# GOAL:
Express the data below as a Markdown table with columns No. and Line, one numbered row per line. Omit blank lines and pictures.

Point labeling data:

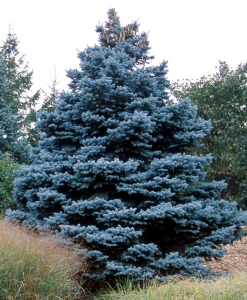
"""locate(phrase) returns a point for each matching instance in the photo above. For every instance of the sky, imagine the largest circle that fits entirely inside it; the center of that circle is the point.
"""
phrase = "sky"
(192, 35)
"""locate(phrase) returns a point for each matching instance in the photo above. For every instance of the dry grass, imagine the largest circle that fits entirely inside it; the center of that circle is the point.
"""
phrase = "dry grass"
(235, 260)
(224, 288)
(35, 267)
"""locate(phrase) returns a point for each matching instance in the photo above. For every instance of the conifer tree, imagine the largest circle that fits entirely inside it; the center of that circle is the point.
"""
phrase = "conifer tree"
(113, 170)
(10, 123)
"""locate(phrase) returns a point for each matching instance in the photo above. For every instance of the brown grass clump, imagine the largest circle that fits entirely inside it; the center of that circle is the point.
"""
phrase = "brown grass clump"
(33, 266)
(235, 260)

# RESULT:
| No. | Line |
|---|---|
| 1 | """locate(phrase) returns a point for each matching instance in the photo above. For every instance of the sky, imagine the largest circle that fits entirely inside it; the center of that circle is the point. |
| 2 | """ |
| 3 | phrase = "sky" |
| 4 | (192, 35) |
| 5 | """locate(phrase) returns a point for each matching instance in the photo above. For every instance of the dry grass, imagine the largest circle that fits entirely inside it; the center of that circle is the point. |
| 6 | """ |
| 7 | phrase = "dry grass" |
| 8 | (235, 260) |
| 9 | (224, 288) |
| 10 | (35, 267) |
| 11 | """locate(phrase) returns a point for each matching instance in the photo above. For every instance of the conifer tree, imagine the largest circle that fits entirely inside it; the center of that circle is the point. |
| 12 | """ |
| 13 | phrase = "conifer tree" |
| 14 | (113, 170) |
| 15 | (10, 123) |
| 16 | """locate(phrase) returns a point for each matching instance in the photo above. For every instance of the brown grass clump, imagine the largest circle that fits entirely inside it; the center of that circle is the point. |
| 17 | """ |
| 18 | phrase = "brown grass clump" |
| 19 | (33, 266) |
| 20 | (235, 260) |